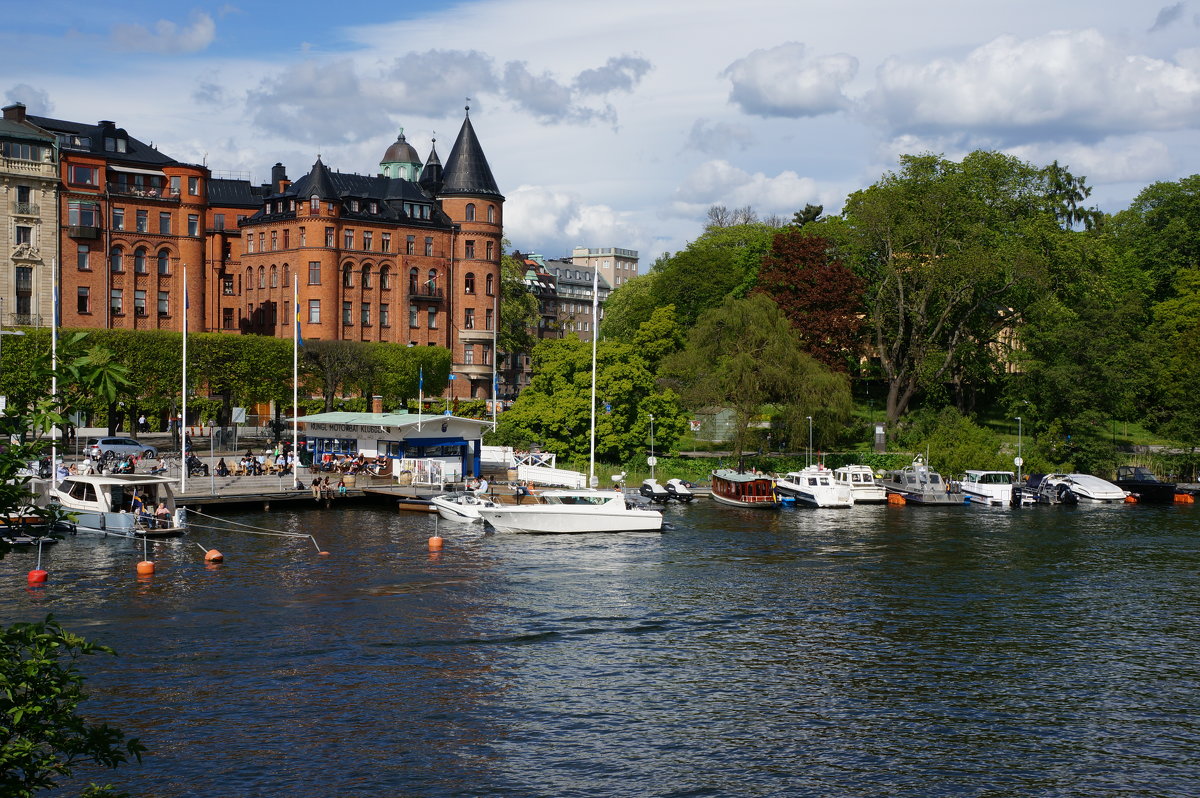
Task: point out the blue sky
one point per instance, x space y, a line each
619 123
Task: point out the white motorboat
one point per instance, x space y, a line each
573 511
119 504
814 486
654 492
988 487
461 507
679 490
861 480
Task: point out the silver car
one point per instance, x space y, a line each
97 448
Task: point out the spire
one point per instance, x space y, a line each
431 175
467 171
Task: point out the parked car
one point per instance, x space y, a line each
97 448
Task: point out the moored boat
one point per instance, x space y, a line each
744 490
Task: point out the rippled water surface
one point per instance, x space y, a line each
873 652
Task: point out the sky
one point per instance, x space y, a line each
618 124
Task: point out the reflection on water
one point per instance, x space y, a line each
879 651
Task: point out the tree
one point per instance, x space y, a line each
747 357
819 294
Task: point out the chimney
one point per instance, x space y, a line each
15 113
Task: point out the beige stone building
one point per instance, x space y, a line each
29 220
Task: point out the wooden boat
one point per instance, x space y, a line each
744 490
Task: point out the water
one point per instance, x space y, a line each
879 651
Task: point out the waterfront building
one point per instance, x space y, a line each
29 219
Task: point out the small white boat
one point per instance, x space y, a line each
461 507
861 481
814 486
573 511
679 490
119 504
988 487
654 492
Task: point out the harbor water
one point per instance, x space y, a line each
869 652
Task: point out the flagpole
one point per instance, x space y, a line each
183 417
295 379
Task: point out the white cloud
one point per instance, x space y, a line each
1065 84
784 82
167 36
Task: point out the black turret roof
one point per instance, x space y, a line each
467 171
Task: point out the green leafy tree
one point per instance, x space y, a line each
747 357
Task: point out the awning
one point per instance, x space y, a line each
132 171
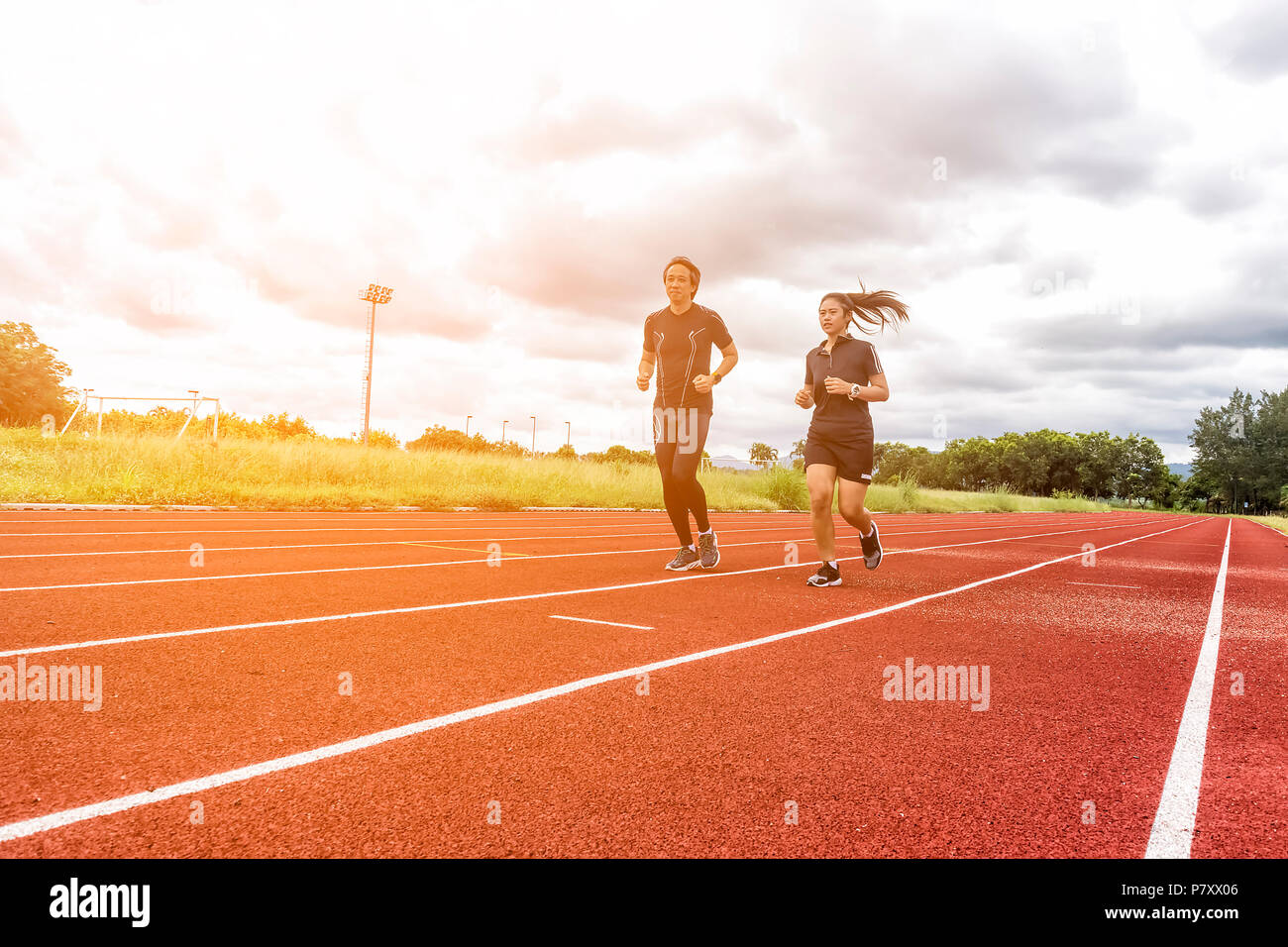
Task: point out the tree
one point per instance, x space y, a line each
970 464
763 454
798 455
1102 454
31 379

---*---

= Directions for this task =
All pictures are to be dropped, and the records above returned exactly.

= Response to the task =
Task: point out the blue sky
one point per instance, x space y, a line each
619 123
Task: point out the white motorboat
one point per instance, x space y, a line each
573 511
119 504
814 486
654 492
988 487
461 507
679 490
861 480
Task: point out the silver car
one point per instance, x space y, a line each
97 448
Task: point out the spire
one point per instance, x space y, a line each
431 175
467 171
Task: point out the parked car
one point per instance, x space y, a line each
97 448
Task: point out the moored boat
one point per instance, x space y, a line each
744 490
Task: point out the rippled water surface
one point per instance, x space y, a line each
873 652
Task: point out the sky
one point per instance, x space y, a line each
618 124
Task: point out the reflection on water
one point per instance, x space y, a line each
879 651
Task: point out the tree
one point per instance, x space y, a line each
747 357
819 294
Task: point out the chimney
one point per instance, x space y, a line each
15 113
Task: point out the beige stone building
one point per instance, x space y, a line each
29 220
Task: point out the wooden boat
one point per instance, x space y, a line each
744 490
Task: point out the water
one point per instance, x space y, a line each
879 651
Task: point out the waterfront building
one point per instance, x space y, a line each
29 219
Task: point out the small white boat
one point per instance, x space y, a line each
461 507
861 481
814 486
573 511
679 490
119 504
988 487
654 492
Task: point out the harbor water
one point per instance, x space y, a line each
869 652
Task: point out the flagpole
one point per instance, x space y, a line each
183 417
295 379
Task: point out the white cloud
one point per instance, x space y, a line each
1065 84
784 82
167 36
Task: point out the black turret roof
one point per instance, x space y, a line each
467 171
Task: point out the green leafy tree
one point per instance, x space y, a line each
747 357
Task: point out the awning
one point per instance, x space y, a line each
132 171
Task: point out the tree
one point per instance, x space y, a line each
970 464
763 454
798 455
1102 454
31 379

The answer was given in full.